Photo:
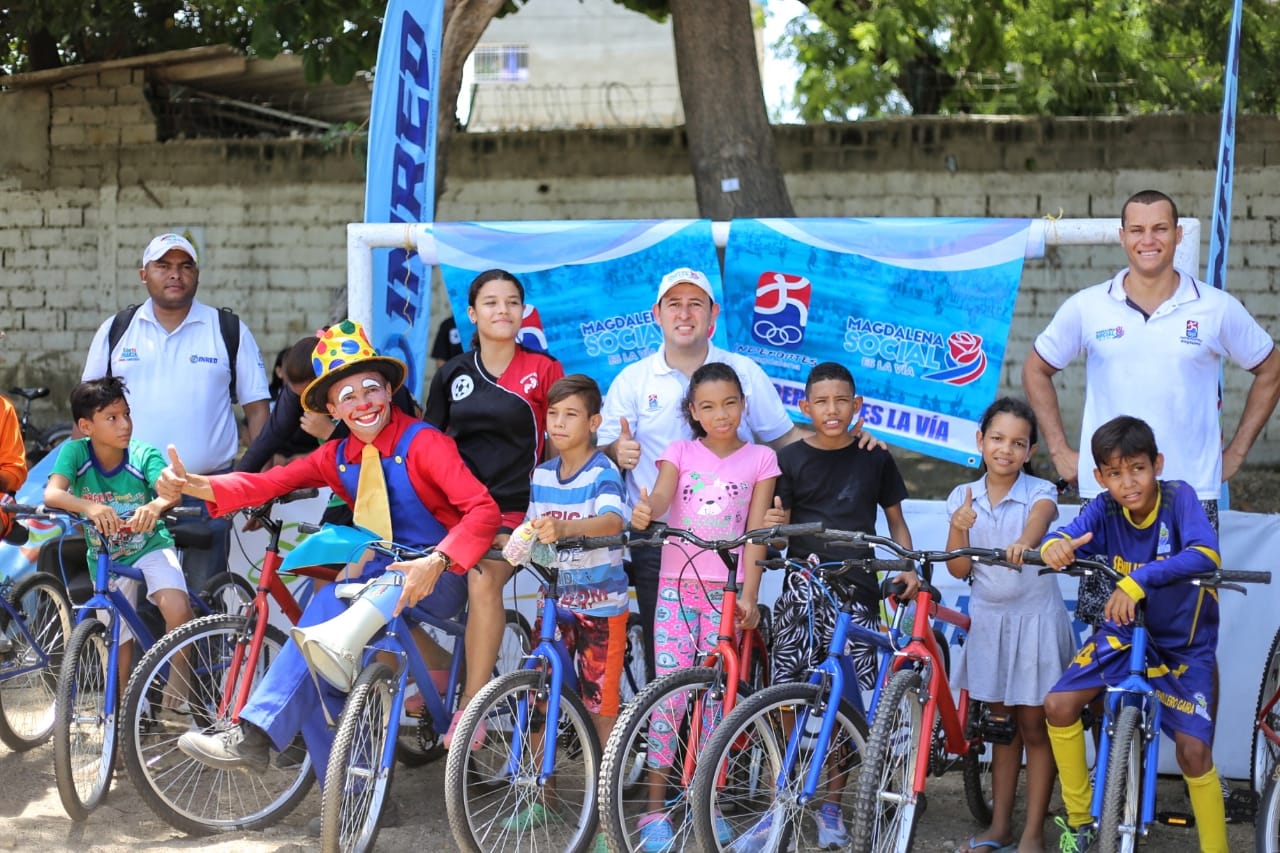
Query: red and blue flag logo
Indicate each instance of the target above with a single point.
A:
(781, 310)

### Given task
Copy the rows above word for word, leaving out the pictures.

### Exercise output
Photo:
Query: red and blue flag logo
Indicate each instance of the target above with a single point.
A:
(781, 310)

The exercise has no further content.